#### EXERCISE INSTRUCTIONS
Output the records again verbatim.

= Beginning of Section =

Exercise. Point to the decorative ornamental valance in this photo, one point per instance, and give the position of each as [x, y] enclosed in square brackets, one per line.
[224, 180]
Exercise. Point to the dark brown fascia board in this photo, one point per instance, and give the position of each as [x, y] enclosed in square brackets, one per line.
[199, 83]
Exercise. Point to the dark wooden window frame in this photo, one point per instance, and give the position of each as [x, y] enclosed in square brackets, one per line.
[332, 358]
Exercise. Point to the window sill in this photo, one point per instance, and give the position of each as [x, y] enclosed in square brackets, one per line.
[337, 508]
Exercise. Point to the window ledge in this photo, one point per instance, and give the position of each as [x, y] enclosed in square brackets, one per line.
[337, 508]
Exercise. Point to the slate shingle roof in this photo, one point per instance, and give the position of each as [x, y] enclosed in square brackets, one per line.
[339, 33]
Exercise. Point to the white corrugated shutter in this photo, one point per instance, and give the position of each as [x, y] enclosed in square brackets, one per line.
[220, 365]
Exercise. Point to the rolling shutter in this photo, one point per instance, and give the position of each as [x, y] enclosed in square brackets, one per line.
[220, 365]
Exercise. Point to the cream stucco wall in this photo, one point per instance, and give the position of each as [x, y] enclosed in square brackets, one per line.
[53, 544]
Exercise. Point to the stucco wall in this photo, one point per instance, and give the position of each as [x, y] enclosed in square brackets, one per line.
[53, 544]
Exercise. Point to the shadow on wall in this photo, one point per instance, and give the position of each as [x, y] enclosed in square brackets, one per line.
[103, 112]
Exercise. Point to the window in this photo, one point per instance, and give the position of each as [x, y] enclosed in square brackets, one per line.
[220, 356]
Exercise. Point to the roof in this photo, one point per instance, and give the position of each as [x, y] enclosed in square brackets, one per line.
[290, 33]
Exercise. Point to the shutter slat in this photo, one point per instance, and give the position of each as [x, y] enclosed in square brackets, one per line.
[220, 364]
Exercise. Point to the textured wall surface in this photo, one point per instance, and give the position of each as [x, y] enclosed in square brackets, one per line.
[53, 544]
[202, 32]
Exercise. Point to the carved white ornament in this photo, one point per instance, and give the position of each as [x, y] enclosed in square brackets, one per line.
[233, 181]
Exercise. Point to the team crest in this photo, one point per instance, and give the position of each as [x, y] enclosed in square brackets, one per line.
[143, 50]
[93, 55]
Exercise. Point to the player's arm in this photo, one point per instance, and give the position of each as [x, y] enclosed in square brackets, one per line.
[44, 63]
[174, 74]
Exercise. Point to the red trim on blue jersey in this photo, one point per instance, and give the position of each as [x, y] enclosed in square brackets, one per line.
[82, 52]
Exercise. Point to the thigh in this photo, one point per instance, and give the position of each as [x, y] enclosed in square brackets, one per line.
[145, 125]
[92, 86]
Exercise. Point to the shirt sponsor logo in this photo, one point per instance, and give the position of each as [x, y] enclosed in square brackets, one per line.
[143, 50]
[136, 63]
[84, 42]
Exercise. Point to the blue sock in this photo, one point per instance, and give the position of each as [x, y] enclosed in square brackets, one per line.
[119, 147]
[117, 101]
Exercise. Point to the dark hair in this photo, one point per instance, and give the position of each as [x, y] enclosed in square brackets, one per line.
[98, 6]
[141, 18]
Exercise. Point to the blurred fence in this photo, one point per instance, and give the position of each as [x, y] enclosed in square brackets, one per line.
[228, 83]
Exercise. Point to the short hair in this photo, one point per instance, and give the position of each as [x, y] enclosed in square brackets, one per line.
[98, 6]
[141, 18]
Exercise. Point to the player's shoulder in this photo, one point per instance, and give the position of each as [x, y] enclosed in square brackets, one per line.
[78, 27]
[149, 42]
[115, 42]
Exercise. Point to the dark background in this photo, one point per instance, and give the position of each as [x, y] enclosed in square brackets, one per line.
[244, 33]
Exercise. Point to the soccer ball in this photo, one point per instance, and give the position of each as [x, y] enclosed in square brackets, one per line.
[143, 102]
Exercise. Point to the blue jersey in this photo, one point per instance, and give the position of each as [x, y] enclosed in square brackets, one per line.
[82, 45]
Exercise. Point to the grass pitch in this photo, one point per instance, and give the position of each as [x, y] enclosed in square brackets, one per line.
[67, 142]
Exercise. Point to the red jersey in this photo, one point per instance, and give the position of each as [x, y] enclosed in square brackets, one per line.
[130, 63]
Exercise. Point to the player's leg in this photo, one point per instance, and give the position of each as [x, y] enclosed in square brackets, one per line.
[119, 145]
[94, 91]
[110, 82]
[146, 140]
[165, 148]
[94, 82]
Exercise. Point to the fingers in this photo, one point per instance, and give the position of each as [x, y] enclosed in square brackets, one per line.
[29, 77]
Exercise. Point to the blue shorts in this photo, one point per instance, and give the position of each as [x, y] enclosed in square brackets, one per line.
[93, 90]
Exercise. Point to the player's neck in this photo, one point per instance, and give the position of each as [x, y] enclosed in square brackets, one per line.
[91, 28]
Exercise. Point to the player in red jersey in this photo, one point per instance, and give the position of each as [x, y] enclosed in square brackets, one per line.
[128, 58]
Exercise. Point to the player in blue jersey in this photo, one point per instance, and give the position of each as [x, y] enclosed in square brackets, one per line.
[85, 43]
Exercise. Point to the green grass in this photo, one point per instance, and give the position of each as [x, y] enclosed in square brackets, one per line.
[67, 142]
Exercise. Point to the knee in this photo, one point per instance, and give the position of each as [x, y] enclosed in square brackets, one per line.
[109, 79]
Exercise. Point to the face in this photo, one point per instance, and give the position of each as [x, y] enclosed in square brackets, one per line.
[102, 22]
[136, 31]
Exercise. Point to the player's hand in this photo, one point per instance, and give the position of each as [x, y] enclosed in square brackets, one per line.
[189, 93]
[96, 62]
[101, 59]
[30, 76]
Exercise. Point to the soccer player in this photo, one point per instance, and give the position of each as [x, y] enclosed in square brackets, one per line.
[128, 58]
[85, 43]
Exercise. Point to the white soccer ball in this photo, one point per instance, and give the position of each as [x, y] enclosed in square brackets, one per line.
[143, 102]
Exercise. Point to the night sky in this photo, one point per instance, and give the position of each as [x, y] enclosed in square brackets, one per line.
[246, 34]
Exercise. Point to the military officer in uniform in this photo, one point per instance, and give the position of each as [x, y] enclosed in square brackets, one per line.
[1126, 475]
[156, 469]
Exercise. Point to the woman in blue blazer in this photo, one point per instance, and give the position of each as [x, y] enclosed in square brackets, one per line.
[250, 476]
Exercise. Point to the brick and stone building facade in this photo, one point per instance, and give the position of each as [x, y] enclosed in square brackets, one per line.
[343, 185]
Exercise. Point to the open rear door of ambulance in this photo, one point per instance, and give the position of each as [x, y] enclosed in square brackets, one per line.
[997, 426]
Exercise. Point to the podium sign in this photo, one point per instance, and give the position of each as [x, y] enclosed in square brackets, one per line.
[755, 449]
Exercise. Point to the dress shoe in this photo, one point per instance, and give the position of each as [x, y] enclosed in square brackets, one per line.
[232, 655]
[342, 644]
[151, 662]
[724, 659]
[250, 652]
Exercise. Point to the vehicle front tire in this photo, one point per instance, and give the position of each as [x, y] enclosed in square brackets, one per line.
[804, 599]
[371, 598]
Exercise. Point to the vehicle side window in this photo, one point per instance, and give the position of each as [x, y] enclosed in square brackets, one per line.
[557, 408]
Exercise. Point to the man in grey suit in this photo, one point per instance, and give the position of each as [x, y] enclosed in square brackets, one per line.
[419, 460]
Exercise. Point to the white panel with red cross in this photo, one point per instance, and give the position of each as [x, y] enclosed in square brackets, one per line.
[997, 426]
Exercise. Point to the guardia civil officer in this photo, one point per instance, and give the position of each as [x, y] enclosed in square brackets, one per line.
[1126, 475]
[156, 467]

= End of Section =

#### ANSWER TO THE PROBLEM
Exercise. Point to the decorative ornamental valance in this photo, one point per instance, and give the position of each as [x, y] enclosed in square brackets, one per line.
[224, 180]
Exercise. Point to the dark brown fascia board in this photo, one point per instance, and give the position of each as [x, y] enclosed in square brackets, one per line.
[199, 83]
Exercise. Point to the dark wooden window frame in this photo, one point per instance, and give the position of each as [x, y] enclosed in square brackets, one per line.
[332, 358]
Exercise. Point to the window sill in this photo, one point per instance, and give the position of each as [x, y] enclosed in square brackets, one per line.
[337, 508]
Exercise. Point to the window ledge in this photo, one point per instance, and give the position of each as [x, y] enclosed in square brackets, one per line.
[337, 508]
Exercise. Point to the slate shingle roof in this photo, one point per instance, and give the position of each as [x, y] enclosed in square brackets, one per line.
[339, 33]
Exercise. Point to the white corrugated shutter in this photo, one point per instance, and give the position of each as [x, y] enclosed in square brackets, one per line.
[220, 365]
Exercise. Point to the rolling shutter in this photo, one point per instance, and give the position of each as [x, y] enclosed in square brackets, one per line.
[220, 365]
Exercise. Point to the cream stucco wall in this photo, one point per instance, and give the position of each as [x, y] enclosed in square brackets, one per line.
[53, 544]
Exercise. Point to the stucco wall in this photo, one point per instance, and give the position of each as [x, y] enclosed in square brackets, one per line.
[53, 544]
Exercise. Point to the shadow on wall in this photo, one point per instance, and give the position of each as [x, y] enclosed in square brackets, one per line.
[103, 112]
Exercise. Point to the window in this photo, one point per instance, and give the position of each as [x, y] enclosed in square brackets, one per line.
[220, 356]
Exercise. Point to the roof in this photo, one point per instance, and give the position of each as [x, y] enclosed in square brackets, one per line.
[290, 33]
Exercise. Point to the shutter slat in this photo, one point per instance, and give the position of each as [x, y] enclosed in square brackets, one per line.
[220, 364]
Exercise. Point to the textured wall surface in this photo, one point per instance, and give the position of each as [x, y] enclosed in square brackets, one per line.
[53, 544]
[202, 32]
Exercise. Point to the carved white ornament in this photo, one point per instance, and give the position of each as [x, y] enclosed in square brackets, one per line.
[233, 181]
Exercise. Point to the team crest in this photo, one point per instance, and give the position of each as [x, y] enclosed in square brackets, one per line.
[143, 50]
[93, 55]
Exercise. Point to the player's arm in this photo, one point per instance, and give the position of each as [x, y] enclosed in square brackets, one per line.
[44, 63]
[174, 74]
Exercise. Point to the red trim on blue jersey in this photo, one point per instance, and give the position of each as [x, y] enclosed in square brackets, one per line.
[82, 52]
Exercise. Point to the thigh in this photo, one point per instance, and give the position of each as [x, y] enclosed in square brackets, one per line.
[145, 125]
[92, 86]
Exercise. Point to the shirt sponsor logo in this photo, one point per instance, and give the position of each as [x, y] enclosed in square brackets, one per line.
[143, 50]
[136, 63]
[84, 42]
Exercise. Point to the blue sock in this photo, one point per instance, and give the position of each as [x, y] enclosed in square brackets, one per line.
[119, 147]
[117, 101]
Exercise. Point to the dark hair in this photo, one point per instance, and give the position of each as [x, y] enclosed in square brackets, one per line.
[98, 6]
[141, 18]
Exercise. Point to the blurred fence in this photo, one point per instance, and give the position of each as [x, y] enclosed in square brackets, one per line.
[228, 83]
Exercise. Point to the short hair in this photo, one point per instance, and give the position of each as [x, y] enclosed in square brackets, one per line.
[98, 6]
[141, 18]
Exercise. Point to the player's shoulder in this photo, one point per instance, and give the position of each as [x, y] enclosed in square brackets, one per line.
[78, 27]
[149, 42]
[115, 42]
Exercise. Point to the dark background in this photo, one point per instance, and give the position of each as [x, y] enclosed in square brackets, one per line.
[244, 33]
Exercise. Point to the soccer ball in this photo, one point per instance, and give the position of each as [x, y] enclosed in square brackets, one per line.
[143, 102]
Exercise. Point to the blue jersey in this photo, one point per instance, and give the position of each as [x, y] enclosed in square brackets, one per line.
[82, 45]
Exercise. Point to the grass pitch in this photo, one point per instance, and give the position of each as [x, y] enclosed in square brackets, one per line.
[67, 142]
Exercise. Point to the red jersey in this photo, one point per instance, and give the position of each as [x, y] enclosed in square brackets, one per line.
[130, 63]
Exercise. Point to the player's leg in this photo, one point per instance, and give the position of each as [x, y] enclosed in square brackets, one per line.
[119, 145]
[94, 91]
[110, 82]
[146, 140]
[165, 148]
[94, 82]
Exercise. Point to the fingers in this photo, one point per instance, and give the position of each as [x, y] enclosed in square brackets, one per line.
[29, 77]
Exercise. Point to the blue shorts in this photo, one point per instance, and give the position of each as [x, y] enclosed in square brackets, one per line.
[93, 90]
Exercise. Point to the player's neck in this photo, one point per instance, and give the position of each as [x, y] enclosed in square brackets, one per line.
[91, 28]
Exercise. Point to the player in red jersey in this photo, one point per instance, and give the position of each as [x, y] enclosed in square brackets, one per line.
[128, 58]
Exercise. Point to the player in blue jersey in this photo, one point per instance, and give the position of each as [x, y] enclosed in square brackets, one per line.
[85, 43]
Exercise. Point to the green grass in this photo, one point per instance, and give the position of each as [x, y] enclosed in square brackets, one per line.
[67, 142]
Exercise. Point to the knee in this photo, one point per instance, and give the position of each as [x, y] enclosed in square brackets, one per line.
[109, 79]
Exercise. Point to the face in this photo, one point per instance, and give the position of each as [x, y] enclosed in square brackets, one per line.
[102, 22]
[136, 31]
Exercise. Point to the player's hand in this photo, one point per instance, and give the position of each as [x, y] enclosed in square brackets, one per line.
[189, 93]
[96, 62]
[101, 59]
[30, 76]
Exercise. Point to the soccer player in this photo, one point per instance, and give the position of each as [x, y] enclosed in square brackets, one per line.
[128, 58]
[85, 43]
Exercise. Point to the white soccer ball in this photo, one point per instance, and give the position of each as [x, y] enclosed in square brackets, one per line.
[143, 102]
Exercise. Point to the night sky in this photo, one point per instance, and give the position of each as [x, y] enclosed in square brackets, one per line.
[246, 34]
Exercise. Point to the military officer in uniform in this photo, one point per instance, and give the position of each as [x, y] enclosed in square brackets, one per line.
[1126, 475]
[156, 469]
Exercise. Point to the woman in blue blazer in this photo, one point per instance, and give the position of each as [x, y] enclosed in square brackets, one per line.
[250, 476]
Exercise. Point to the brick and stone building facade in this photo, one point per instance, and give the position of each as [x, y] enclosed in square brackets, one per line.
[343, 185]
Exercise. Point to the open rear door of ambulance in this photo, one point per instance, and give the position of each as [x, y] enclosed in square brackets, one per line.
[997, 426]
Exercise. Point to the podium sign in this photo, one point per instance, and give the position of each as [x, y] enclosed in square brackets, one per line.
[755, 449]
Exercise. Point to the dress shoe in this photo, one point per instance, and give the position of each as [x, y] enclosed in square brackets, one per line.
[232, 655]
[342, 644]
[151, 662]
[724, 659]
[250, 652]
Exercise. Point to the vehicle front tire in this photo, one point per instance, and give the position of each as [x, y] enclosed in square brackets, one per line.
[804, 599]
[371, 598]
Exercise. Point to the vehicle side window in this photo, one point per instance, and give the position of each as [x, y] enclosed in square brackets, one per line.
[557, 408]
Exercise. Point to the man in grey suit in this photo, one point per instance, and give the position of each as [x, y] enclosed in square brackets, one per line.
[419, 460]
Exercise. Point to the white panel with red cross in this photo, one point per instance, and give the position of each as [x, y] enclosed in square brackets, one per line.
[997, 426]
Exercise. Point to the guardia civil officer in this photo, one point per instance, and give the position of each as [x, y] enclosed in square brackets, one per line.
[1126, 475]
[156, 467]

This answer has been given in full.